Dataset:
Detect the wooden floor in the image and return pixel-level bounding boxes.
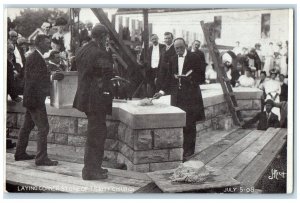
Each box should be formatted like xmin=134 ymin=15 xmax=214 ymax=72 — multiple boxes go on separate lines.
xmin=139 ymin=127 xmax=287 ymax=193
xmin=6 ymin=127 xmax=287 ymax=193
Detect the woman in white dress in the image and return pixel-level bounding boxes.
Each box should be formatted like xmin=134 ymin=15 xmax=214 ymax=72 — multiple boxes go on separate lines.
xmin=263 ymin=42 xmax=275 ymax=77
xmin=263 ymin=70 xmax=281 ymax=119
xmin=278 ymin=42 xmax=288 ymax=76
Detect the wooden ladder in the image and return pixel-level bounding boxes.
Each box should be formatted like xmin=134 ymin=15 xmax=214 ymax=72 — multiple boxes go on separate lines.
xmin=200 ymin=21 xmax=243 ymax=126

==

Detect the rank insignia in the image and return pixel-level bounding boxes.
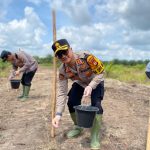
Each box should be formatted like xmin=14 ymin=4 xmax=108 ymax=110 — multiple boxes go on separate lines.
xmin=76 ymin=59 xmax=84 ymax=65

What is being asked:
How many lines in the listing above include the word "bounding"? Respond with the number and nothing else.

Expected answer:
4